REQUIRED TASK> Reproduce every line of the records below, requests included, and increase each bounding-box coordinate in the detections by 99. Leave the format sample in each request unchanged.
= = = = =
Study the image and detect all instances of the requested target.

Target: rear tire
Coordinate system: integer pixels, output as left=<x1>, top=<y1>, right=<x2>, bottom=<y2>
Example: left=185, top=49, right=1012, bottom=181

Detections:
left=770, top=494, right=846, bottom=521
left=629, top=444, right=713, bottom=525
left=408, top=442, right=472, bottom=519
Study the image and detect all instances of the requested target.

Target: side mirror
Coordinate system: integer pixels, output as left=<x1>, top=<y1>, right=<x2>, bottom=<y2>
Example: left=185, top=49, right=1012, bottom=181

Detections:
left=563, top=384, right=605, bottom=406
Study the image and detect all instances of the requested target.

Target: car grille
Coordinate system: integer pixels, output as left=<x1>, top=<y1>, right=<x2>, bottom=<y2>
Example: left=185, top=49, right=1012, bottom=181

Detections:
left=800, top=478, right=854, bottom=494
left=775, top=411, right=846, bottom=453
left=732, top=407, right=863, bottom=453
= = = = =
FULL SOLUTION>
Study the image and detect all instances of the requested target.

Target: rear tire
Coordinate system: integer pixels, output as left=<x1>, top=<y1>, right=<x2>, bottom=<y2>
Example: left=185, top=49, right=1012, bottom=181

Detections:
left=869, top=593, right=945, bottom=620
left=728, top=543, right=812, bottom=624
left=507, top=541, right=571, bottom=618
Study the image and detect all instances of the requested target.

Target: side mirror
Coordinate system: integer pixels, output as left=<x1>, top=<y1>, right=<x2>, bottom=<y2>
Example: left=185, top=49, right=1012, bottom=181

Detections:
left=662, top=483, right=704, bottom=505
Study the image and detect all instances of the requested target.

Target: car grille
Coordinate system: integer pixels, output as left=<x1>, top=<y1>, right=<x2>, bottom=<y2>
Example: left=185, top=49, right=1012, bottom=181

Detections:
left=899, top=577, right=953, bottom=593
left=874, top=510, right=945, bottom=552
left=831, top=506, right=962, bottom=552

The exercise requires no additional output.